## TEXT
==*==

Colleagues, clients and caregivers show appreciation to SPD’s OTs in celebration of Occupational Therapy Day.
“Dear Eloise, your gentle spirit is like a balm to your clients’ anxieties. Thank you for doing your best for them!”
“Mrinmoy, keep smiling and encouraging! How to describe you? Approachable best confidant, compassionate, dependable, eager to help, friendly, genuine, helpful etc etc etc”
“Sheena, thanks for being an understanding and patient therapist. Two thumbs up!!!”
“Thank you Charlotte!”
These are some of the appreciation notes written for our occupational therapists (OTs) in a week-long activity held in conjunction with Occupational Therapy Day on 11 January.
SPD has more than 40 OTs who support persons with disabilities in programmes and services offered at SPD as well as in the community.
Appreciation board at SPD Ability Centre
Appreciation boards were put up at our headquarters and satellite centres from 11 to 18 January for SPD staff, clients and caregivers to share notes of appreciation to our OTs. A series of videos were also shared with all colleagues to increase staff awareness about OTs’ role in assisting our clients in functioning more independently.
A client’s appreciation message to OT Sheena Astilla –
“Thanks for being an understanding and patient therapist. Two thumbs up!!!”

==*==

Excerpts from a dataset:
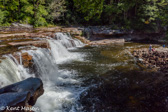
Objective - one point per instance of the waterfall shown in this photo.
(11, 71)
(62, 89)
(68, 41)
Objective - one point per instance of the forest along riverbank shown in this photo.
(117, 82)
(90, 78)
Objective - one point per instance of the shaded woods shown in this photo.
(124, 14)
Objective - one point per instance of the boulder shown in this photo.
(14, 101)
(32, 85)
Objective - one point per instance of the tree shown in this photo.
(90, 9)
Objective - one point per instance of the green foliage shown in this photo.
(2, 17)
(92, 9)
(124, 14)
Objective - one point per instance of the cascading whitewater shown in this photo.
(11, 71)
(62, 89)
(68, 41)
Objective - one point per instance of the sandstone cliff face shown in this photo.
(21, 94)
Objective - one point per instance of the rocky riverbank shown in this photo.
(157, 58)
(21, 96)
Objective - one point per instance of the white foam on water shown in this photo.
(62, 88)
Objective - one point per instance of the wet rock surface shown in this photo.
(23, 93)
(156, 58)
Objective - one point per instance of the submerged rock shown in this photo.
(14, 101)
(32, 85)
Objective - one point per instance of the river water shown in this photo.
(89, 79)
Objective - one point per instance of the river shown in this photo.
(88, 79)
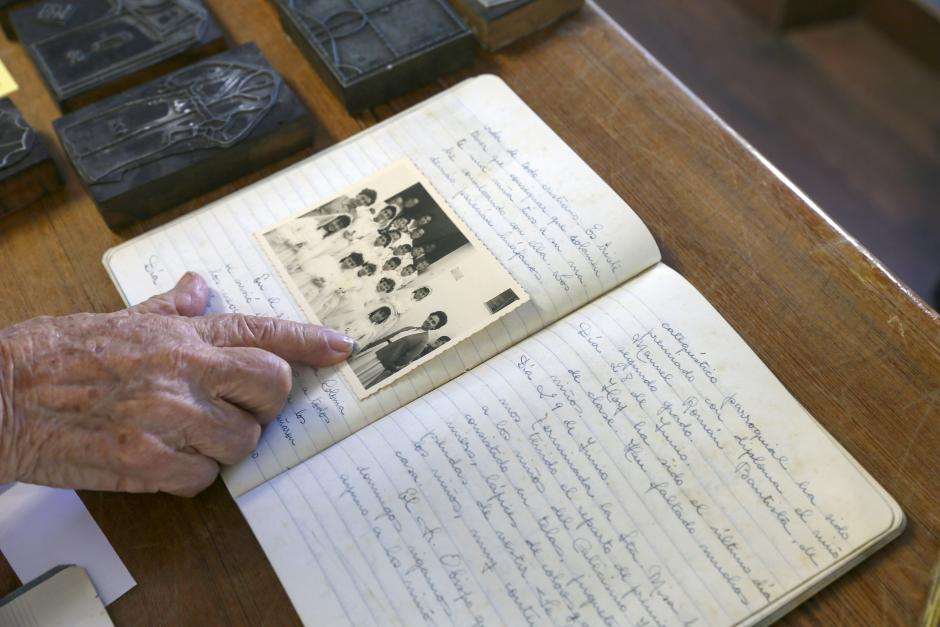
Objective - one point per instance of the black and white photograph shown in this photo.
(389, 264)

==*==

## TASKS FOR THIS EXERCISE
a) Answer these questions using the text on SPD's Occupational Therapy Day appreciation.
(i) How many occupational therapists does SPD have?
(ii) On which dates were the appreciation boards put up?
(iii) What did a client thank OT Sheena Astilla for being?
b) Proceed with the text on SPD's Occupational Therapy Day appreciation, continuing after its last sentence.

## ANSWER LIST
a)
(i) More than 40.
(ii) From 11 to 18 January.
(iii) An understanding and patient therapist.

b)
Tan Zhen Min, an OT who works with children and also an organising member of this year’s Occupational Therapy Day activities at SPD, shared some thoughts on her work. “Our transdisciplinary (trans-d) team of professionals including OTs, speech therapists, physiotherapists, psychologists, social workers and teachers work together to achieve the goals set for the children.”
OT Tan Zhen Min working with a client
“At times, the child doesn’t seem to improve, for example, in their handwriting and level of concentration, but we will strive on, continue to work with the child and parents and try other intervention methods. Hence, sharing and brainstorming sessions within the team help to put forth possible ways of intervention to help the child. It is satisfying when we see the child improve as that’s when we know that we have done something that makes a difference.”
Congenital and developmental conditions, injuries, illnesses or old age can affect one’s ability to perform day-to-day tasks independently. An OT works with persons of all ages, from children to seniors, to facilitate independent living, promoting integration and reintegration to society and improving an individual’s quality of life. Using activities to achieve specific goals, OTs develop, enhance and maintain a person’s capacity to perform the tasks and roles essential to daily living, such as self-care, work and social participation. The OTs could be working with the client on movement techniques such as getting out of bed, dressing and eating, or working with children on their hand-eye co-ordination which is essential for play and schoolwork. OTs will collaborate with clients and their family members to achieve the client-centred therapy goals. Besides conducting therapy, OTs also educate clients and caregivers on home programmes, home adaptions and assistive devices.
Here’s a glimpse of some of our OTs at work.
OT Mrinmoy Karmakar working with a senior client on motor skills
OT Dawn Ching engaging seniors with dementia in a game of “five-stones”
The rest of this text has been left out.